▸ Written task
For each statement (a), (b) and (c), say whether it agrees with the clipping documentation excerpt below. Answer yes or no, and quote the deciding words from the excerpt.
(a) The expanding-radius search described in the earlier docs was the actual implementation.
(b) A list of boundary names is combined using union.
(c) With multiple point coordinates, each point gets its own independent search.

▸ Page excerpt

The earlier docs described an expanding-radius search (0.01° → 0.05° → ... → 0.5°). That was never the implementation; the current behavior is the index-space 3×3 mean above.

Example:

(37.7749, -122.4194)       # San Francisco: (lat, lon)

Mode 4: Bounding Box

Clip data to a rectangular geographic region specified by latitude and longitude ranges.

Example:

((36.0, 39.0), (-122.0, -118.0))   # ((lat_min, lat_max), (lon_min, lon_max))

Mode 5: Custom File

Clip using geometry from shapefile or GeoJSON file.

Example:

"/path/to/custom_region.shp"       # Shapefile with geometry

Multi-Input Handling

Multiple Boundaries

When providing a list of boundary names, they are combined using union (OR logic):

["Alameda", "Contra Costa", "Santa Clara"]  # All three counties combined

With separation:

{"boundaries": ["Alameda", "Contra Costa"], "separated": True}
# Returns: Dict with separate Dataset for each county

Multiple Points

When providing multiple point coordinates: - Each point gets independent smart-gridcell search - Results include closest_cell dimension with length = number of points - Automatic duplicate filtering if multiple points map to same gridcell

Example:

[(37.7749, -122.4194), (34.0522, -118.2437), (32.7157, -117.1611)]
# Returns: Dataset with closest_cell dimension = 3 (SF, LA, San Diego)

▸ Collected material
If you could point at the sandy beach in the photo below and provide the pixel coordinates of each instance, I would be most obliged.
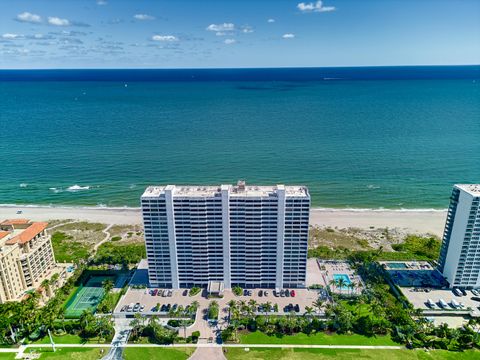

▸ Right answer
(a) No: "That was never the implementation"
(b) Yes: "they are combined using union (OR logic)"
(c) Yes: "Each point gets independent smart-gridcell search"